* Begin Source passage *
I did ritalin (by order from a phycisian for 6 years, from age 6 to 12, but when i started smoking 5-6 cigarettes a day, i felt "calmer" and i started getting my apetite for food again (ritalin took away my apetite, i was a skinny little fu**er.
More about the Bullying that took place in my life; I was bullied from the time when older kids could throw me off my tricycle, the bastards ruined 7 bicycles i had, and my parents blamed ME for ruining them, especially my dad. So i gave up on being outside for the most part, and got suckered into video games, and computers, along with technology in general. And i have to say that i'm pretty happy with that, except for the part where i'm socially awkward, and i have some problems talking to girls.
Aaaaaaaaaaaaaaanyway, Sorry for jackin' your thread bro.
But i gave up smoking last year, in january to be exact, as i told my friends that my new year's resolution (1280x1024) was to give up on smoking, so i did. but i found my life to be exctremely depressing, and being the person i am, i don't like drugs. (drugs as in pills, and needles scare the living shit out of me). So i started again, but last year, something pretty awesome happened to me, i gots a girlfriend, who unfortunately only dated me for about 2 and a half month (think it was because of me, but she left me for somebody she hadn't even met, and lived on the other side of the country). So after not having smoked for 2 months (thanks *****). i started Again, now i was just extremely depressed, didn't shower more than maybe once a week, didn't brush my teek more than maybe 4-6 times a month, and hardly got out of bed anyway, because i couldn't find a point in doing so.
* End Source passage *
* Begin Record excerpts *
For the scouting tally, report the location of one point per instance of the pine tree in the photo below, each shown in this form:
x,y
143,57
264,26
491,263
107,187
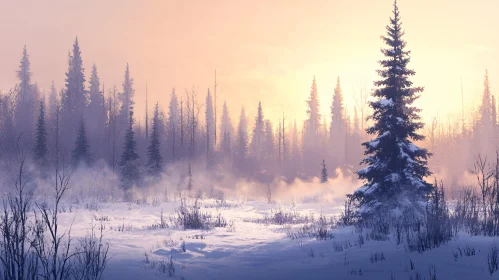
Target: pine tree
x,y
190,182
295,150
129,158
338,125
226,132
210,128
41,149
484,133
268,141
53,102
154,161
126,97
81,150
256,142
75,97
312,140
314,118
396,167
324,177
173,123
26,100
242,139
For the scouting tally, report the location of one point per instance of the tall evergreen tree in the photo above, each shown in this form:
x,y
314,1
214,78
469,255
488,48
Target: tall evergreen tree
x,y
396,167
314,118
26,101
96,113
41,150
173,131
74,98
154,160
126,97
268,142
294,138
53,102
81,150
226,132
324,176
312,140
210,128
484,132
129,158
258,134
242,139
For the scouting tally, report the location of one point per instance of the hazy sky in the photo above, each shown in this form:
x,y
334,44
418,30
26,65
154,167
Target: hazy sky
x,y
262,50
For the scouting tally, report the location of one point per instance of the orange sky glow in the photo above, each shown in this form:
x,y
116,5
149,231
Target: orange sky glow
x,y
262,50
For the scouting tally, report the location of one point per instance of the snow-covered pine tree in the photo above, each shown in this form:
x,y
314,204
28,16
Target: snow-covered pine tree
x,y
74,98
41,150
95,117
226,132
190,183
53,102
242,140
394,177
324,176
172,132
311,140
338,126
154,160
268,141
484,132
210,129
26,101
257,140
81,150
129,158
126,98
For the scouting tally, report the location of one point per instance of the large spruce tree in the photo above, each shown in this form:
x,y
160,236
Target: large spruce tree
x,y
74,98
41,150
154,160
81,150
129,158
396,167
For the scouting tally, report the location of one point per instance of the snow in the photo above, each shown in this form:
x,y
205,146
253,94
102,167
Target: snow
x,y
258,251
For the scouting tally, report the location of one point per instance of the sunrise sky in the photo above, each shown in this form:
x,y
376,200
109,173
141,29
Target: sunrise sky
x,y
262,50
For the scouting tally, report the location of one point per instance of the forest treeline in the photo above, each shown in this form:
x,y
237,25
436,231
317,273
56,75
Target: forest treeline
x,y
97,124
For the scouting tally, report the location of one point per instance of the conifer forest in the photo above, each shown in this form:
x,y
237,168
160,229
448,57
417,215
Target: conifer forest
x,y
249,140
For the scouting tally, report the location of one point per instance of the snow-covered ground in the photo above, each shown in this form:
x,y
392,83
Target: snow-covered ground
x,y
251,250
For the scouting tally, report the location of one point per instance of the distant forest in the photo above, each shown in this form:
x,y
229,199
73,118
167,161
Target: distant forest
x,y
85,124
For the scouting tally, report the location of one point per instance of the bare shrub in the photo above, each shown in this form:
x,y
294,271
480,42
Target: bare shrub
x,y
493,259
91,258
377,257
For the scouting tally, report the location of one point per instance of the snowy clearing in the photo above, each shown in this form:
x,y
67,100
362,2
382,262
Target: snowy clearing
x,y
251,249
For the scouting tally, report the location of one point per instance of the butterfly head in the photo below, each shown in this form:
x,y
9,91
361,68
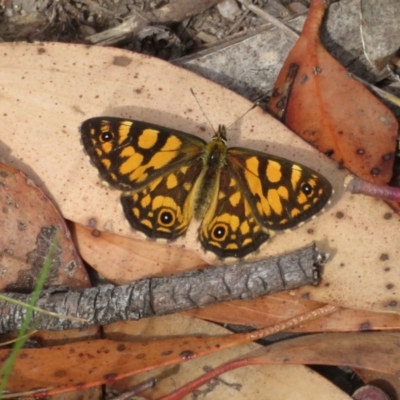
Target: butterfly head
x,y
220,135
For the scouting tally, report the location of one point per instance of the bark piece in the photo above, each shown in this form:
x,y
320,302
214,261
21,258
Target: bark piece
x,y
105,304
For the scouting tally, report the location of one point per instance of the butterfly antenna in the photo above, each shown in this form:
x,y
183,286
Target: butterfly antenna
x,y
201,108
256,103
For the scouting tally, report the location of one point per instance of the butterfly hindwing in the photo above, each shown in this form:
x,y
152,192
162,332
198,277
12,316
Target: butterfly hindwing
x,y
164,208
229,227
240,196
259,194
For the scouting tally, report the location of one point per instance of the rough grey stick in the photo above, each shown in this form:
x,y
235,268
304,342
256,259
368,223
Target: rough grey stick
x,y
105,304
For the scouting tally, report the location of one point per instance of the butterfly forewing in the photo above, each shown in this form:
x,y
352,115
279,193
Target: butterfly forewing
x,y
130,154
281,194
166,177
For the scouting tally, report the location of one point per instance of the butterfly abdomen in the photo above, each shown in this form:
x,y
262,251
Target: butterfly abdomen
x,y
213,159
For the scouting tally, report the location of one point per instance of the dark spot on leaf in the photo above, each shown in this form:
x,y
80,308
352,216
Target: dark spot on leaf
x,y
92,222
21,225
388,156
304,78
339,215
187,355
122,61
96,233
281,104
317,70
111,376
375,171
389,286
365,326
384,257
275,93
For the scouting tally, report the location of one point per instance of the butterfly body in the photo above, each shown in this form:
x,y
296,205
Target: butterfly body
x,y
167,178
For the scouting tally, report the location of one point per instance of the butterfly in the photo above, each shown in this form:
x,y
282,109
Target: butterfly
x,y
167,177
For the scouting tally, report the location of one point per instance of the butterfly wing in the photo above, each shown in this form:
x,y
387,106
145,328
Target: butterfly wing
x,y
164,208
258,194
229,227
156,168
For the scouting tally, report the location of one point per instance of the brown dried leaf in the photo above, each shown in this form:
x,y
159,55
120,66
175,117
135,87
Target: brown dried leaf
x,y
273,309
358,350
29,223
331,110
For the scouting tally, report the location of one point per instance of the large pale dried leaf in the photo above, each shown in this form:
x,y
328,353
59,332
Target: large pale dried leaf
x,y
56,86
276,308
333,111
122,259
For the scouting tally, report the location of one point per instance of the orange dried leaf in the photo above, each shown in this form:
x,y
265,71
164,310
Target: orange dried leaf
x,y
359,350
321,102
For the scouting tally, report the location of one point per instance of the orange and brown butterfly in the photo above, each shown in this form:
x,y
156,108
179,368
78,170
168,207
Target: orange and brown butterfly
x,y
168,177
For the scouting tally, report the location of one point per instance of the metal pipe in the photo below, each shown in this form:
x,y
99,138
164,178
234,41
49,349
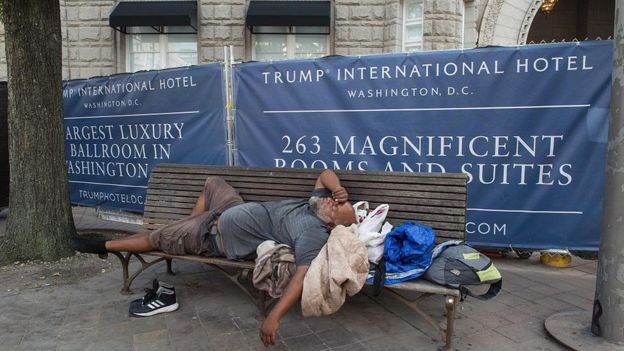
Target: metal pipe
x,y
608,314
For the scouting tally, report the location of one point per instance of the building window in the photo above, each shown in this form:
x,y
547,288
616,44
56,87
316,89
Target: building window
x,y
412,25
281,43
151,50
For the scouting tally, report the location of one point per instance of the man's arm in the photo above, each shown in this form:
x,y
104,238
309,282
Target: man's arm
x,y
330,181
291,295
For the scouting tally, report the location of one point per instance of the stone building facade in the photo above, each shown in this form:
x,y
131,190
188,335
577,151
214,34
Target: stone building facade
x,y
356,27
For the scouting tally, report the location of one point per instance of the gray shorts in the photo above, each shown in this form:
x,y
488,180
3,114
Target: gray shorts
x,y
191,235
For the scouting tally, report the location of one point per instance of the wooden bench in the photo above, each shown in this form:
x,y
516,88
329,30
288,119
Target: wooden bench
x,y
434,199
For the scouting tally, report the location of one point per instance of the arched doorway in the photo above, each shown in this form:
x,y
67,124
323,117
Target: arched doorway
x,y
574,19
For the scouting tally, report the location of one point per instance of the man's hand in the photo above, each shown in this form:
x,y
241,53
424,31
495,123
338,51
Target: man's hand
x,y
268,331
292,294
340,195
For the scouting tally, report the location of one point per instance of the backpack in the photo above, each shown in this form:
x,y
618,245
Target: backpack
x,y
459,265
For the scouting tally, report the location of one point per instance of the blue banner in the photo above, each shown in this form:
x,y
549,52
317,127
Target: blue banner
x,y
528,125
117,128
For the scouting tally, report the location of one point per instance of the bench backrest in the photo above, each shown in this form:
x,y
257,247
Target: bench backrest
* End Record excerpts *
### Task 1
Duplicate the part of the post about smoking and bullying that opens with the words containing "I did ritalin" and closes with "your thread bro.".
### Task 2
Continue the post about smoking and bullying, picking up after its final sentence.

### Exercise output 1
I did ritalin (by order from a phycisian for 6 years, from age 6 to 12, but when i started smoking 5-6 cigarettes a day, i felt "calmer" and i started getting my apetite for food again (ritalin took away my apetite, i was a skinny little fu**er.
More about the Bullying that took place in my life; I was bullied from the time when older kids could throw me off my tricycle, the bastards ruined 7 bicycles i had, and my parents blamed ME for ruining them, especially my dad. So i gave up on being outside for the most part, and got suckered into video games, and computers, along with technology in general. And i have to say that i'm pretty happy with that, except for the part where i'm socially awkward, and i have some problems talking to girls.
Aaaaaaaaaaaaaaanyway, Sorry for jackin' your thread bro.

### Exercise output 2
But Anyway, onto the outro of this extremely long almost blog-like post.
I've made up my mind about giving up smoking, and it's going to happen later tonight (right now, it's 05:17 icelandic time) and i'm giving up right after work, because i don't want to be sweating like a dirty pig, so... Kudos to me if i can pull it through, which i will, i want to, and i'm going to.
Thanks for reading this extremely long reply, if you did.